* _Excerpted passage_

6.      Another key principle in marriage is that a husband must give his wife trust by faith, just as he trusts in the Lord, and the wife must trust her husband because she trusts in the Lord.  The foundation of trust in marriage must be centered on the Lord.  This means that unless a husband and wife trust in the Lord first, they cannot truly trust each other.  Trust in a spouse does not come first—trust in the Lord must come first.  In other words, as a husband and wife grow in their faith and trust in the Lord, their trust in each other will naturally grow as well.

 

7.      Intimacy with the Lord and growth in faith are directly connected to intimacy and growth in marriage.  This means that as a husband deepens his intimate relationship with the Lord and grows in faith, he will nurture his wife in such a way that she, too, draws closer to the Lord and grows in faith.  As a result, their marital relationship will inevitably grow stronger and more intimate in the Lord.

 

8.      If a married couple does not prioritize the Lord in their relationship but instead places their marriage as the highest priority while pursuing intimacy in love, they will inevitably become increasingly dissatisfied with each other.  This dissatisfaction will lead to endless conflicts and disputes.  In short, if a couple does not put the Lord first but instead prioritizes their love relationship above Him, the result will be dissatisfaction, conflict, arguments, and emotional wounds.

 

9.      When marital conflicts and disputes worsen, deep wounds can accumulate, gradually leading the relationship to a point where divorce may seem like the only option.  However, if a couple recognizes their sin of not prioritizing the Lord and repents under the guidance of the Holy Spirit, their marital crisis can become a turning point for restoration.  By reestablishing the foundation and core of their marriage in the Lord, they can develop the Lord-centered marriage.  It is essential to seek and commit to this grace, trusting that, by God’s grace, true restoration is fully possible.

 

10.   Our purpose as a married couple is to love each other with the love of Jesus Christ and to reflect Christ in our lives, becoming witnesses of Him as husband and wife.  We desire to be a couple that demonstrates faith in Jesus, loves one another with His love, and grows to resemble Him.  Even in the midst of conflicts and struggles, we want to grow as the Lord-centered couple by God’s grace, ultimately bringing glory to Him.

* _Recorded information_
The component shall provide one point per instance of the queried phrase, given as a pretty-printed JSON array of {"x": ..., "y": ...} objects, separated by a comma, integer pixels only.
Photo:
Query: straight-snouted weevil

* _Written tasks_
(1) Decide whether each statement below agrees with the passage on Lord-centered marriage. Answer yes or no for each, and quote the exact words of the text that decide it.
(a) Trust in a spouse should come before trust in the Lord.
(b) A marital crisis can become a turning point for restoration if the couple repents.
(c) A couple that puts their love relationship above the Lord will end up satisfied with each other.
(2) Print everything in the passage on Lord-centered marriage from "8.      If a married" down to "and emotional wounds.".
(3) According to the passage on Lord-centered marriage, on whom must the foundation of trust in marriage be centered?

* _Complete answers_
(1)
(a) No: "Trust in a spouse does not come first—trust in the Lord must come first."
(b) Yes: "if a couple recognizes their sin of not prioritizing the Lord and repents under the guidance of the Holy Spirit, their marital crisis can become a turning point for restoration."
(c) No: "if a couple does not put the Lord first but instead prioritizes their love relationship above Him, the result will be dissatisfaction, conflict, arguments, and emotional wounds."

(2)
8.      If a married couple does not prioritize the Lord in their relationship but instead places their marriage as the highest priority while pursuing intimacy in love, they will inevitably become increasingly dissatisfied with each other.  This dissatisfaction will lead to endless conflicts and disputes.  In short, if a couple does not put the Lord first but instead prioritizes their love relationship above Him, the result will be dissatisfaction, conflict, arguments, and emotional wounds.

(3) It must be centered on the Lord.